**PROVIDED PASSAGE**.
- Date posted
- 1y
Help me please i am dying
I imagined being a trans and i felt excited about doing HRT and it felt pleasurable and very wanted this time 1000% I am done , i am dying please help please
I imagined being a trans and i felt excited about doing HRT and it felt pleasurable and very wanted this time 1000% I am done , i am dying please help please
It just feel i am a trans in denial pleaaase helllllp
@star1232 Same, it actually feels like I want it
wym? you’re not dying!! I promise you. (I am not familiar with this type of OCD so i do want to tread carefully as to not come off condescending.) but i do want to say, regardless of any preconceived notions you’ve been given in your life, I don’t know why the transgender experience could be the most horrifying thing for to you to be (because that’s often how my OCD worked with me when i was younger, get to that in a bit) but if it is, okay, long journey to go but great!, if not, okay, great, you’re good where you’re at! NEITHER of those options say star1232 is going to die. i’ve had my ocd manifest in so many disturbing ways throughout my life. One of them, in late middle school and early high school, was the devil, or that i’d be a devil worshipper. that i’d be doing the sign of the cross on myself after prayer and unwittlingly do an upside down, Satanic cross. (now, the last thing i’m doing is pulling a conservative scare tactic and comparing transgenders to Satanists, feels like i have to say that rn) I had a vial of holy water next to my bed for whenever these thoughts came across. When i allowed myself to realize WHY i was so terrified of that, and why that perturbed me so much as a thought, it all made sense. It was my parents, it was the church. there wasn’t much social media back then beyond myspace and facebook, so a lot of the trauma was family and church inflicted. but as for you, that might not be the case, i don’t know. but perhaps look into WHY being transgender - whether you are or aren’t - could be the most terrifying thing to be for you. Maybe you are “trans in denial”, and you need to come to terms with it, just like i came to terms with being gay. But there’s also the possibility that it’s your OCD, hence why there’s a whole subsection on NOCD dedicated to Transgender OCD. Whatever the case, being unkind to yourself is never the answer. And you will never get those answers unless you treat yourself kindly and patiently. you’ve got this, i promiseeee. ✨ have a badass day
*”if you are, great!”

**RECORDED DATA**.

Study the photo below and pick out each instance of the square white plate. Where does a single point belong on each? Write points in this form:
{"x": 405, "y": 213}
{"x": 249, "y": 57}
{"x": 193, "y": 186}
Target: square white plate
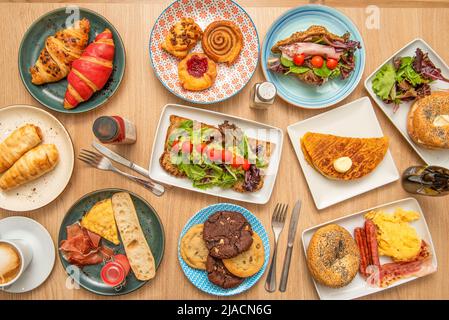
{"x": 358, "y": 287}
{"x": 251, "y": 128}
{"x": 355, "y": 119}
{"x": 399, "y": 119}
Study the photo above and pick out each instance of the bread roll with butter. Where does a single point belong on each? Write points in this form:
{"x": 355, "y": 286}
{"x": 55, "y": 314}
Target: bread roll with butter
{"x": 136, "y": 246}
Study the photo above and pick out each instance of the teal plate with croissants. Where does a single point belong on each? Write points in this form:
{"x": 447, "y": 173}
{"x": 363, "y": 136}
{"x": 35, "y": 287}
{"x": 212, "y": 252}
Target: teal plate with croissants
{"x": 52, "y": 94}
{"x": 89, "y": 276}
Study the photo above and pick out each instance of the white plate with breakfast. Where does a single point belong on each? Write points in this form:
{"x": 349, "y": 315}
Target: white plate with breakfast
{"x": 411, "y": 88}
{"x": 29, "y": 252}
{"x": 373, "y": 250}
{"x": 216, "y": 154}
{"x": 37, "y": 158}
{"x": 343, "y": 153}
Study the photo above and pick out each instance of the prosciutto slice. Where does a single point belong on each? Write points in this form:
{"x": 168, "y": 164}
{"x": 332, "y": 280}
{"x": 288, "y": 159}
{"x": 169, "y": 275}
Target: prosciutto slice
{"x": 310, "y": 49}
{"x": 83, "y": 247}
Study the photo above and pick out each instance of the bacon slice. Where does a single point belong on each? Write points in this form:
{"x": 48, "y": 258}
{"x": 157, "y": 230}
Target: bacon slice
{"x": 83, "y": 247}
{"x": 310, "y": 49}
{"x": 389, "y": 273}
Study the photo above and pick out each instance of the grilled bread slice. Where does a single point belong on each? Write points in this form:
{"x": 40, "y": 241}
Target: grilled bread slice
{"x": 321, "y": 150}
{"x": 171, "y": 168}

**WORK INSTRUCTION**.
In the forum thread, what did the writer of the long reply keep next to their bed for when the devil-related thoughts came?

**ANSWER SECTION**.
A vial of holy water.